→ PROMPT
Please find the lines in the following records that hold "Keep", and copy them.

→ SOURCE DATA
────────────────

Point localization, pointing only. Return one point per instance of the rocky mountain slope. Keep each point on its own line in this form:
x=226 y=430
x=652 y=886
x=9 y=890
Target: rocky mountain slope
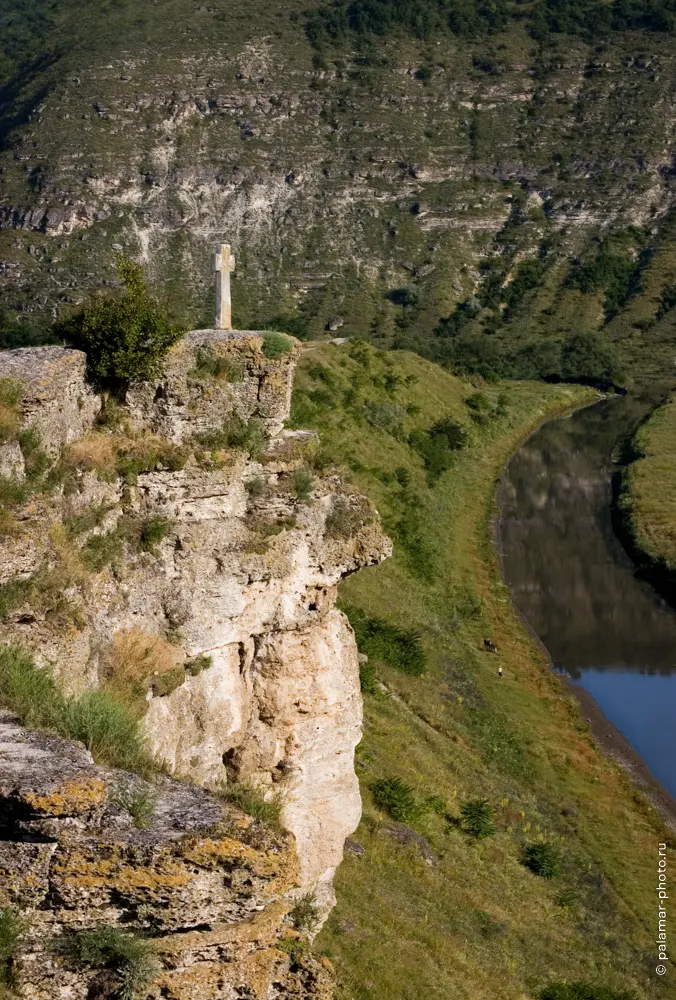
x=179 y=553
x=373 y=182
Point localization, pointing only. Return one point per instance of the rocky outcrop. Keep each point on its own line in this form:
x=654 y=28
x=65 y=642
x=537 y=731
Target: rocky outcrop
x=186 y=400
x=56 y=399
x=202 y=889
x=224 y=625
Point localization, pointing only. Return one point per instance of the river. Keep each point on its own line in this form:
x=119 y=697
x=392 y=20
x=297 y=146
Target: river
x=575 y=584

────────────────

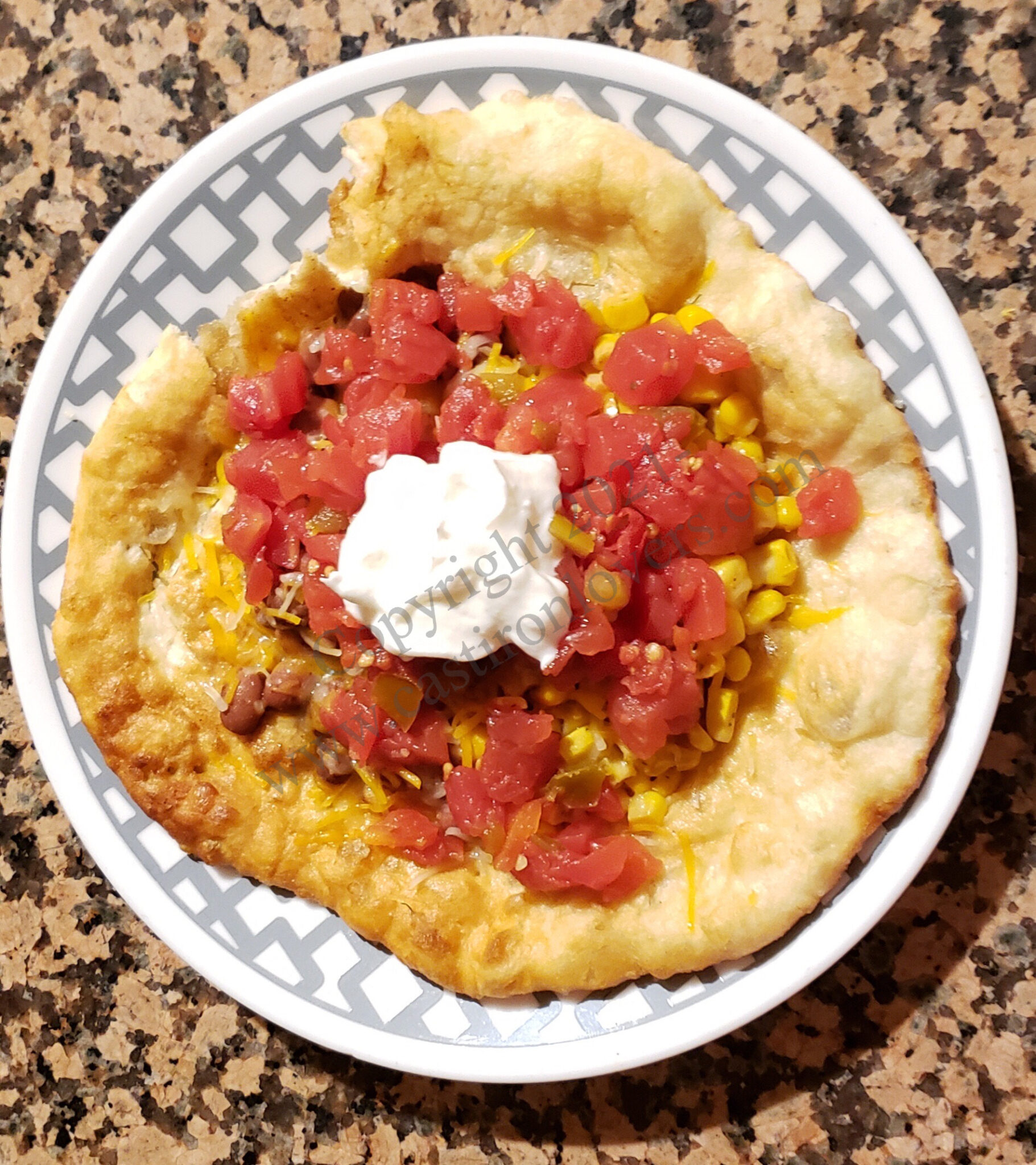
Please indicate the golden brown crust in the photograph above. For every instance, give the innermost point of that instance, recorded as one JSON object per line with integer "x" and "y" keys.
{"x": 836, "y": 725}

────────────────

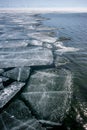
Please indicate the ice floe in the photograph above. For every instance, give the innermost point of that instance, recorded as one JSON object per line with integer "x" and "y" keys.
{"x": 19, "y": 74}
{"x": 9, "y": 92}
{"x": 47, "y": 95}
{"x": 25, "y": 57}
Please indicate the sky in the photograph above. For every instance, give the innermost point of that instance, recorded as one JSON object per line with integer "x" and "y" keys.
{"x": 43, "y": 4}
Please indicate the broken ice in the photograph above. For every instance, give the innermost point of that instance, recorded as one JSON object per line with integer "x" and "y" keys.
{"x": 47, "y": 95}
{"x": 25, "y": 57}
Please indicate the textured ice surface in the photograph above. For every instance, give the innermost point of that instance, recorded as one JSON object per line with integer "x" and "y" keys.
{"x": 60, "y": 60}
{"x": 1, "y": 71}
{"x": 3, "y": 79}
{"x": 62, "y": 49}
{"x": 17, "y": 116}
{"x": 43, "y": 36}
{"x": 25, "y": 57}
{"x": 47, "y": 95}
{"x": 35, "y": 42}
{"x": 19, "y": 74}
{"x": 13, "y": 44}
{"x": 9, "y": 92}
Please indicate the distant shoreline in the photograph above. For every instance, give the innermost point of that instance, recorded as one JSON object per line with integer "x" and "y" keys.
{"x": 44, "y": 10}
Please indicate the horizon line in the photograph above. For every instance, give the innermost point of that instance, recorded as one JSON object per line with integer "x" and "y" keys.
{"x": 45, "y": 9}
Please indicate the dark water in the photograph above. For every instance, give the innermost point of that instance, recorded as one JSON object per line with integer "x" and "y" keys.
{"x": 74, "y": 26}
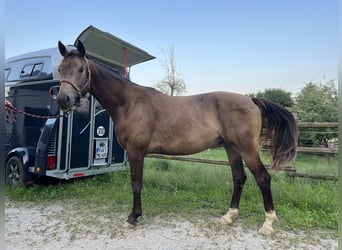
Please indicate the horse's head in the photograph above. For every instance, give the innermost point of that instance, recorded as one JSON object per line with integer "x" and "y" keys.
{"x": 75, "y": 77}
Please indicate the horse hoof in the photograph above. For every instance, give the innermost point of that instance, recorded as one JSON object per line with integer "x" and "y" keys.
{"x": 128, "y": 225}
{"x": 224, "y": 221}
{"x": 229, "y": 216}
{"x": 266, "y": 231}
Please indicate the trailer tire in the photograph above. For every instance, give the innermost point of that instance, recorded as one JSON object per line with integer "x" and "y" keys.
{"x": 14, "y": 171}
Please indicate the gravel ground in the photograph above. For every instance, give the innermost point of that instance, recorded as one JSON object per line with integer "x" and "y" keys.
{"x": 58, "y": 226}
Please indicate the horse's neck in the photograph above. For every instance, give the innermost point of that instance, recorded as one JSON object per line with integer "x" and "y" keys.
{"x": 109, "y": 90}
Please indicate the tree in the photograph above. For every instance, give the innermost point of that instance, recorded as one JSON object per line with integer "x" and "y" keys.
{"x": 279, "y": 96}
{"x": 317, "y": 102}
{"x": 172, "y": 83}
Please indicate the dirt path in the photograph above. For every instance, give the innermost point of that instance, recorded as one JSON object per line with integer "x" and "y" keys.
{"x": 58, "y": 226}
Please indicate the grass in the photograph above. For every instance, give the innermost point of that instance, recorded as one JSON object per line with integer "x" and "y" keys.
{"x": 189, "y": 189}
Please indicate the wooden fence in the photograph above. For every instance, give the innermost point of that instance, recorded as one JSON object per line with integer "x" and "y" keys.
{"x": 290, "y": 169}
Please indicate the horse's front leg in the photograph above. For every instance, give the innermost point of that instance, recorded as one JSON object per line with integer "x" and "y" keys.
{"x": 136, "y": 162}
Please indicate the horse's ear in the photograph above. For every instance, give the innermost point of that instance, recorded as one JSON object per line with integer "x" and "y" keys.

────────────────

→ SOLVED PROBLEM
Point localization, pointing only. Return one point per instance of the rocky mountain slope. Keep each point on its own line in this form:
Point localization, pointing only. Return one point per instance of the rocky outcrop. Keep each point on its own line in this form:
Point localization, pointing only. Return one point per instance of the river. Keep each point on its own line in this form:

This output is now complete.